Stored data
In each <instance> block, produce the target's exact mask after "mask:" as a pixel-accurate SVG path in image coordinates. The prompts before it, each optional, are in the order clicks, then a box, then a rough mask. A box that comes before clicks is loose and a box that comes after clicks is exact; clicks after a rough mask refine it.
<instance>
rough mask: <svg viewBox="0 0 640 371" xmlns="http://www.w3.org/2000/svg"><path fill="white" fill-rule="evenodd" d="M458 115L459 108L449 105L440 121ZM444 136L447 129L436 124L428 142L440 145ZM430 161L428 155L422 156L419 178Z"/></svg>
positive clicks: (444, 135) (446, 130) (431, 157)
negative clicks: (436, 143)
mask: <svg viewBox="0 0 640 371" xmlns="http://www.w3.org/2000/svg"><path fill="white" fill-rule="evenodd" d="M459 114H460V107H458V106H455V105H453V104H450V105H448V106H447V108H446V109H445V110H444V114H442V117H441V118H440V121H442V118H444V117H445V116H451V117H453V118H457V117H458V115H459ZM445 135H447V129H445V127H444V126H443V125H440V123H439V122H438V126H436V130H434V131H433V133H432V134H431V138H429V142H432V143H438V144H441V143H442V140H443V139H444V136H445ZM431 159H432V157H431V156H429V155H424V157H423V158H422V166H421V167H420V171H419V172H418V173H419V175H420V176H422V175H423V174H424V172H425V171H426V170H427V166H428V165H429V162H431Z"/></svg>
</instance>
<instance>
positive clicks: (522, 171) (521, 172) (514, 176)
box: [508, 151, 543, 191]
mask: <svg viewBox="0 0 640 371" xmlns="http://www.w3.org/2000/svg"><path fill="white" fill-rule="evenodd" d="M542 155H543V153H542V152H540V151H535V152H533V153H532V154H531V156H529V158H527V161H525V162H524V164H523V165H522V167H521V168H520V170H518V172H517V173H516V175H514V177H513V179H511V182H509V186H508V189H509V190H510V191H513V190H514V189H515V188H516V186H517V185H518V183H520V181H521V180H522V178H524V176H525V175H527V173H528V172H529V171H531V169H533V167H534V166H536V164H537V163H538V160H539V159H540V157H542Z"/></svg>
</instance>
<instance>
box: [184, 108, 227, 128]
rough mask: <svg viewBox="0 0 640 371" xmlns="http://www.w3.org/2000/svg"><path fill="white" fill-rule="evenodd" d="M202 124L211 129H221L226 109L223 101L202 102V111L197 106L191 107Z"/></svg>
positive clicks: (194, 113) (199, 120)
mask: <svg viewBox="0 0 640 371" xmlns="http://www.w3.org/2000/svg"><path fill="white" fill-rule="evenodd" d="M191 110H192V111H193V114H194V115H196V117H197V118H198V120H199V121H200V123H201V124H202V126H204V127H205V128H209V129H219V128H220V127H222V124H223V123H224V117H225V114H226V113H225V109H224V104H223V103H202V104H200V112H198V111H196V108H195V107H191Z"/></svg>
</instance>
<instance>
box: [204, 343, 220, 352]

» **PROBLEM REQUIREMENTS**
The answer must be every record above, repeated exactly as written.

» **TASK SOLUTION**
In each <instance> block, produce the target's exact mask after "mask:" as a pixel-accurate SVG path in image coordinates. The prompts before it, each optional, are in the order clicks, then a box, then a rough mask. A box that comes before clicks is loose and a box that comes after clicks is exact; clicks after a rough mask refine it.
<instance>
rough mask: <svg viewBox="0 0 640 371" xmlns="http://www.w3.org/2000/svg"><path fill="white" fill-rule="evenodd" d="M458 115L459 108L449 105L440 121ZM444 136L447 129L436 124L428 142L440 145ZM430 161L428 155L422 156L419 178Z"/></svg>
positive clicks: (444, 135) (446, 130) (431, 157)
negative clicks: (436, 143)
mask: <svg viewBox="0 0 640 371" xmlns="http://www.w3.org/2000/svg"><path fill="white" fill-rule="evenodd" d="M459 114H460V107H458V106H455V105H453V104H450V105H448V106H447V108H446V109H445V110H444V114H442V117H441V118H440V121H442V118H444V117H445V116H451V117H453V118H457V117H458V115H459ZM445 135H447V129H445V127H444V126H443V125H440V123H439V122H438V126H436V130H434V131H433V133H432V134H431V138H429V142H432V143H438V144H441V143H442V140H443V139H444V136H445ZM431 159H432V157H431V156H429V155H424V157H423V158H422V166H421V167H420V171H419V172H418V173H419V175H420V176H422V175H423V174H424V172H425V171H426V170H427V166H428V165H429V162H431Z"/></svg>
</instance>
<instance>
positive clicks: (522, 171) (521, 172) (514, 176)
box: [508, 151, 543, 191]
mask: <svg viewBox="0 0 640 371" xmlns="http://www.w3.org/2000/svg"><path fill="white" fill-rule="evenodd" d="M542 155H543V153H542V152H540V151H535V152H533V153H532V154H531V156H529V158H527V161H525V162H524V164H523V165H522V167H521V168H520V170H518V172H517V173H516V175H514V177H513V179H511V182H509V186H508V189H509V190H510V191H513V190H514V189H515V188H516V186H517V185H518V183H520V181H521V180H522V178H524V176H525V175H527V173H528V172H529V171H531V169H533V167H534V166H536V164H537V163H538V160H539V159H540V157H542Z"/></svg>
</instance>
<instance>
box: [184, 108, 227, 128]
rough mask: <svg viewBox="0 0 640 371" xmlns="http://www.w3.org/2000/svg"><path fill="white" fill-rule="evenodd" d="M202 124L211 129H221L226 109L223 101L202 102V111L197 106L191 107Z"/></svg>
positive clicks: (194, 113) (199, 120)
mask: <svg viewBox="0 0 640 371" xmlns="http://www.w3.org/2000/svg"><path fill="white" fill-rule="evenodd" d="M191 110H192V111H193V114H194V115H196V117H197V118H198V120H199V121H200V123H201V124H202V126H204V127H205V128H209V129H219V128H220V127H222V124H223V123H224V117H225V114H226V113H225V109H224V104H223V103H202V104H200V112H198V111H196V108H195V107H191Z"/></svg>
</instance>
<instance>
box: [204, 343, 220, 352]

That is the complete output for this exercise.